Rewrite the data as a numbered list with blank lines omitted, covering everything from the line containing "Find the white" down to the line containing "[[[33,28],[33,29],[39,29],[39,27],[36,25],[32,26],[31,28]]]", both included.

◆ **Material for this task**
------------

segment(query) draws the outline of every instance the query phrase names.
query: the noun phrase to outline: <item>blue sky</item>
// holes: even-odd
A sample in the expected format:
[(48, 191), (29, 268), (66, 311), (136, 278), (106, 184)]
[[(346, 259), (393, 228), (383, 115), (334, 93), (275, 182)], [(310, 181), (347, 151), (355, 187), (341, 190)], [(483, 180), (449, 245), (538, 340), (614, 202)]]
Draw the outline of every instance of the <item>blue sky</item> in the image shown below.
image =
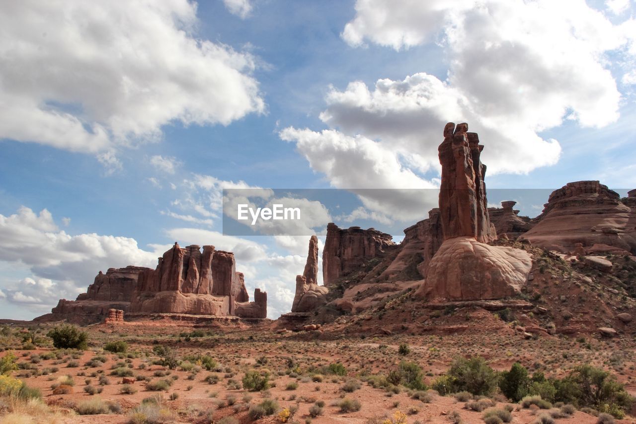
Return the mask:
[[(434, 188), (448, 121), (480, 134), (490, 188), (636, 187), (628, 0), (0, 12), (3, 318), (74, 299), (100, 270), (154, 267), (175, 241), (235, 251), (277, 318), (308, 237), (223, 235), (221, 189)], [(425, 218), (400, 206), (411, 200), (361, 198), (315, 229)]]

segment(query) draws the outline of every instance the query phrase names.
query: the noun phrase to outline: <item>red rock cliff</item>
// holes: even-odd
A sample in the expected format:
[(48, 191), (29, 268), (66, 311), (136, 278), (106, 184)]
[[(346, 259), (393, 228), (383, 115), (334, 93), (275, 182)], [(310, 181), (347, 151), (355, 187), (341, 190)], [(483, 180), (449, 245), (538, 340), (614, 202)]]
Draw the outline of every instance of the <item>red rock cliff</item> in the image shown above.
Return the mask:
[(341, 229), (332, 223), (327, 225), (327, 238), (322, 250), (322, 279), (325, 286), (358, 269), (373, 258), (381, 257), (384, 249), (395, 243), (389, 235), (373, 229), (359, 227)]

------------

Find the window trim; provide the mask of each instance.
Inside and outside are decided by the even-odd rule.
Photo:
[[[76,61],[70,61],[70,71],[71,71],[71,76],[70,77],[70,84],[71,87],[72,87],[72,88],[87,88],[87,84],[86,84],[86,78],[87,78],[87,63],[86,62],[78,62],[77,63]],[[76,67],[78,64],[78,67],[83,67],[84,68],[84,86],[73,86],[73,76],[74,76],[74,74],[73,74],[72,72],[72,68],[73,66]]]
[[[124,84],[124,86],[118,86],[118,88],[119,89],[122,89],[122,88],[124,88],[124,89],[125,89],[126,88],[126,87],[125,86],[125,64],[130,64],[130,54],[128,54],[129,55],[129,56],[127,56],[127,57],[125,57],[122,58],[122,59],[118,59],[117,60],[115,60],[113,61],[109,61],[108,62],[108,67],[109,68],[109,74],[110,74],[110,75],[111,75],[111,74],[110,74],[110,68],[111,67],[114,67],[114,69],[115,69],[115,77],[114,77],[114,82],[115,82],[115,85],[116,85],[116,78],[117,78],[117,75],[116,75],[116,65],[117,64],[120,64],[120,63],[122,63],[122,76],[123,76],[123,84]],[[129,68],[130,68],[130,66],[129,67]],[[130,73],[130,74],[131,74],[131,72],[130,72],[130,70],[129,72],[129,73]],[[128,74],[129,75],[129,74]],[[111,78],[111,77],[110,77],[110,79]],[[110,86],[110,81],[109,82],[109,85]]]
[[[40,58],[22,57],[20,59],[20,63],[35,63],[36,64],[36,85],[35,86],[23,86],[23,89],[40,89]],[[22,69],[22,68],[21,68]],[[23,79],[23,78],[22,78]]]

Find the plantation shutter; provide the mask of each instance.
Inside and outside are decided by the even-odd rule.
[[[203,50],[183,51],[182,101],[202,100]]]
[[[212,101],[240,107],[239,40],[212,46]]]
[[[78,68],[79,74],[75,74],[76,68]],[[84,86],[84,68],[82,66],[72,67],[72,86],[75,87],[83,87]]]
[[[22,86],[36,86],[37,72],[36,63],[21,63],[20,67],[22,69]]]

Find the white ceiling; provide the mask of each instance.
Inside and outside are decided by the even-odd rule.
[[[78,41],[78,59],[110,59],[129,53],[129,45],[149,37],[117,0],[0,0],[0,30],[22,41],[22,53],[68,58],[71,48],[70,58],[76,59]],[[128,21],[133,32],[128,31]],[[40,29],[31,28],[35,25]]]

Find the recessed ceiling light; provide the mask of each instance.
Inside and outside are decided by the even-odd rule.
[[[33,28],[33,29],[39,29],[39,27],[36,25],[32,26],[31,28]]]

------------

◆ **Correct response**
1. Find the white ceiling; provide the mask of each instance.
2. Inside and outside are decided by the even-odd rule.
3. [[[78,41],[78,59],[110,59],[129,53],[129,45],[149,37],[117,0],[0,0],[0,30],[22,41],[22,53],[68,58],[71,48],[70,58],[76,59]],[[128,21],[133,32],[128,31]],[[40,29],[31,28],[35,25]]]
4. Find the recessed ceiling light; provide the mask of each instance.
5. Inside and outside are decided by the even-odd rule.
6. [[[33,28],[33,29],[39,29],[39,27],[36,25],[32,26],[31,28]]]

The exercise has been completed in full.